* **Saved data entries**
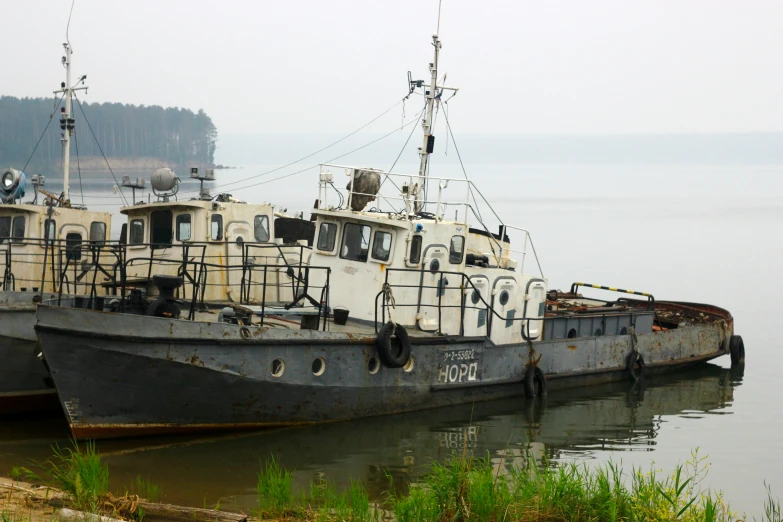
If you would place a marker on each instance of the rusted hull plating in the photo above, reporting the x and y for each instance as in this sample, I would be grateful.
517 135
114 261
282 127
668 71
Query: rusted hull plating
120 375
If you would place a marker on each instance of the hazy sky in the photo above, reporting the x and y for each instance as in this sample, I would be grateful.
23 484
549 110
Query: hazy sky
598 66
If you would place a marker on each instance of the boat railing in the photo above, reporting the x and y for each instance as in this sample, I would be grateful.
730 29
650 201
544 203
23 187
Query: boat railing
444 289
385 300
36 264
650 298
299 273
400 199
255 263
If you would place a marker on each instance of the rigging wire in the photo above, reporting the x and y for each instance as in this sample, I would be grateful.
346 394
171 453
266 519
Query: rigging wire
68 26
78 166
405 145
329 161
465 173
99 147
44 131
384 113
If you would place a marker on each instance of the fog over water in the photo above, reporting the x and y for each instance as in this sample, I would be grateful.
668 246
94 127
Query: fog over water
682 231
641 145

* **Your goal**
From the records above, return each line that includes "this".

* **Solution**
If you would place a marker on each instance of the rusted hull plating in the photo above, reporting the x and y for each instance as in this sample, I would be grateful.
If you would place a marker on each instance of the hazy sky in the photo above, reporting the x and y for each instance as in this sample, I would be grateful.
If you would place a marker on each instance of the boat railing in the photo above, reporting the x and y for each instance as in this sample, I would be grateful.
If you would place a marker on each instance of the rigging wire in the photo above, reporting the x and y for each instance as in this sample, I would be grateful.
If you would place a marker on each instance of the fog over water in the photo above, reporting the x and y for each instance as in this sample, I would be grateful.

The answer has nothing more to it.